Document segment »
+++++
Magnetronic Product Guide - AUTOCAR
 

PeterZRH

Well-Known Member
#18
I'm hoping to do a write up soon in what should be the "ultimate" ignition on a sane budget ~£50 if you already have an SD1 type distributor.

Can't claim it's my original work but it beats all commercial systems by using an 0.3ohm E-core coil without a ballast. Most of it is stolen from what the US old car scene does. That is regardless of whether it's a Ford, Chrysler or GM car, they all switch to the GM HEI module - because it is bulletproof and just better. But if you read up about it it's been done to everything from a Rolls Royce to a FIAT X1/9. Even a Yugo. It's so cheap and so flexible in application. Which is great as it is £20 and can easily be triggered from the SD1 dizzy. It's actually what Lucas stole and wrapped in an expensive aluminium case for the Jaguar V12 system and asked £400 for it... This type of system was common until the early 2010s when coil packs took over pretty much everywhere. Remember ignition systems HAD to get better in the catalyst era because misfiring or part burned fuel would contaminate it.
+++++
Information provided »
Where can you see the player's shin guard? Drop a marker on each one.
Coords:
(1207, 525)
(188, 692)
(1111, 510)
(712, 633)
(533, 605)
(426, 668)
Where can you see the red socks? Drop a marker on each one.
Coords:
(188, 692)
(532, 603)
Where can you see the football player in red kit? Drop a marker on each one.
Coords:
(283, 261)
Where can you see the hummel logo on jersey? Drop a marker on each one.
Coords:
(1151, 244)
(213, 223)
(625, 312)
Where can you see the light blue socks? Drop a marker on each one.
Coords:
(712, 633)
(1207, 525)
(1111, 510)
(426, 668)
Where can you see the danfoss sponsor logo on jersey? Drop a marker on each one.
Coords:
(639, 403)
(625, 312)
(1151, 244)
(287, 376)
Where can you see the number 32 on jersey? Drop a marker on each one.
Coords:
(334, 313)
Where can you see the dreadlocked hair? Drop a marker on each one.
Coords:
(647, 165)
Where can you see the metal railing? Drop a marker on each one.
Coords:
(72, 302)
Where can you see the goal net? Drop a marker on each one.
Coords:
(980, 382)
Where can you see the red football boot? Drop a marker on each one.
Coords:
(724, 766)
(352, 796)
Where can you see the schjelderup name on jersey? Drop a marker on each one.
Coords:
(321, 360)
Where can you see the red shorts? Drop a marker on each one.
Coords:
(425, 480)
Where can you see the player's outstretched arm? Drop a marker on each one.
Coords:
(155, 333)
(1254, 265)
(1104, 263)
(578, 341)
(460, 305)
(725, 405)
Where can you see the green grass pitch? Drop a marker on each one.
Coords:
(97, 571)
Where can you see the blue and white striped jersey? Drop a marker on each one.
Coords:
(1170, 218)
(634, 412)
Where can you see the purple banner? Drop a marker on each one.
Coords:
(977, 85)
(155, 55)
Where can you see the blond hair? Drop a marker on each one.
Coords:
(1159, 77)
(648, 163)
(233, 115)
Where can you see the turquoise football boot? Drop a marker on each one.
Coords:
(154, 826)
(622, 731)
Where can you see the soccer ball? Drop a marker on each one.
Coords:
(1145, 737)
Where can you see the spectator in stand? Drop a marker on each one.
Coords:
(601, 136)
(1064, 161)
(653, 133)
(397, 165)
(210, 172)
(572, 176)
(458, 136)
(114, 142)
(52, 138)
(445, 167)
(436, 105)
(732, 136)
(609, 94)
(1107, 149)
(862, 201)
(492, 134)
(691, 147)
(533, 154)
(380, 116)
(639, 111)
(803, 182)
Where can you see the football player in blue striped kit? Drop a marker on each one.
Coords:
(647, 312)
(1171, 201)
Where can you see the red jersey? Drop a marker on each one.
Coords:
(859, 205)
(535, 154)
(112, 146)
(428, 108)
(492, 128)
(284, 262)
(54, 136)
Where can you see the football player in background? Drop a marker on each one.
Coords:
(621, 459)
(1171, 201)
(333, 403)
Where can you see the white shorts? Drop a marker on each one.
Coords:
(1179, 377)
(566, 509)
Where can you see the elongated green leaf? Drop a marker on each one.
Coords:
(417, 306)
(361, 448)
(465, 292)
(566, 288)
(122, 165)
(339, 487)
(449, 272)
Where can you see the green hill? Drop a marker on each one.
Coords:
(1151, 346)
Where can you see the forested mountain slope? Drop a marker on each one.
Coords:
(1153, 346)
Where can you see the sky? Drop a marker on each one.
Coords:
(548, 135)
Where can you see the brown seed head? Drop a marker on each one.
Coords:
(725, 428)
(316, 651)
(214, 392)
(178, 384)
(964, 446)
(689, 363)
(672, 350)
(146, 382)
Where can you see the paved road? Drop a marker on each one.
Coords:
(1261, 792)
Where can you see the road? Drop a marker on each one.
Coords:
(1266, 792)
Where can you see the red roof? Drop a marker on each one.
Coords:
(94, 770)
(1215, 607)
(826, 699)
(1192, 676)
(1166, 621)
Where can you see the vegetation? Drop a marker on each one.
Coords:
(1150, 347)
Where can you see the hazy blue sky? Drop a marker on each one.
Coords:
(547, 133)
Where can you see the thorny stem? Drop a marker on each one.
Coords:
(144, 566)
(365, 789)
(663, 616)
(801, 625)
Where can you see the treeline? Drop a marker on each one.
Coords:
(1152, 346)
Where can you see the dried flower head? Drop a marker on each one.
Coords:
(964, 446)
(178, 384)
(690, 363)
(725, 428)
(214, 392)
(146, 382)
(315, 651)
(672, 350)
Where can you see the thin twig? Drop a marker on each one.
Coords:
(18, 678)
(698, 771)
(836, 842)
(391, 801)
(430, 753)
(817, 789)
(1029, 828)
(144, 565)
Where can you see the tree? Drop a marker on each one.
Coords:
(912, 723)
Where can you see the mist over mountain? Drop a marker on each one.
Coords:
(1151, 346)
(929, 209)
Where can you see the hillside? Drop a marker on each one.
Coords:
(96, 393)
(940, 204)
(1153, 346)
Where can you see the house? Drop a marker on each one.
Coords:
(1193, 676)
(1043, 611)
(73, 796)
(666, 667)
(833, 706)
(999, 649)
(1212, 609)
+++++
Exercise requirements »
• a. In the ignition forum post, which module do US old car enthusiasts switch to regardless of whether the car is a Ford, Chrysler or GM?
• b. Carry on the ignition forum post from the point at which it stops.
The material stands apart from the ignition forum post.

Outputs »
• a. The GM HEI module.

• b.
What makes it good is two things. The module isn't just a transistor switch as most modules you'll retrofit are, it has an active current control which eliminates the need for that fixed resistance to avoid cooking the coil - higher end systems will do this but cost £100s. Due to the characteristics of an inductive circuit, they initially present a high impedance when switched, the last thing you want a any more resistance, this costs at higher engine speeds as the coil simply can't charge fast enough between sparks. The second part is simply enabling the use of an E-core coil means ~1.5-2 times the energy transfer as the design is more efficient than a canister coil. And it is spark energy that is important. These sports coils which boost the voltage are only good to a certain point. As a bonus you also can't cook the coil by leaving the ignition on and the thing runs cooler because it is more efficient.

Here's one write up of another car but the principle is the same: HEI Ignition Upgrade

My system is part installed as I haven't yet fitted the e-core coil as it uses different ignition lead terminations.
BTW I generally recommend US made coils. These typically run V8s for decades. I have currently one from Taylor Cable.
 
#19
I bought my P5B in 1985 with Lumention fitted & it's always been fine. The Denovo 3500 has it too.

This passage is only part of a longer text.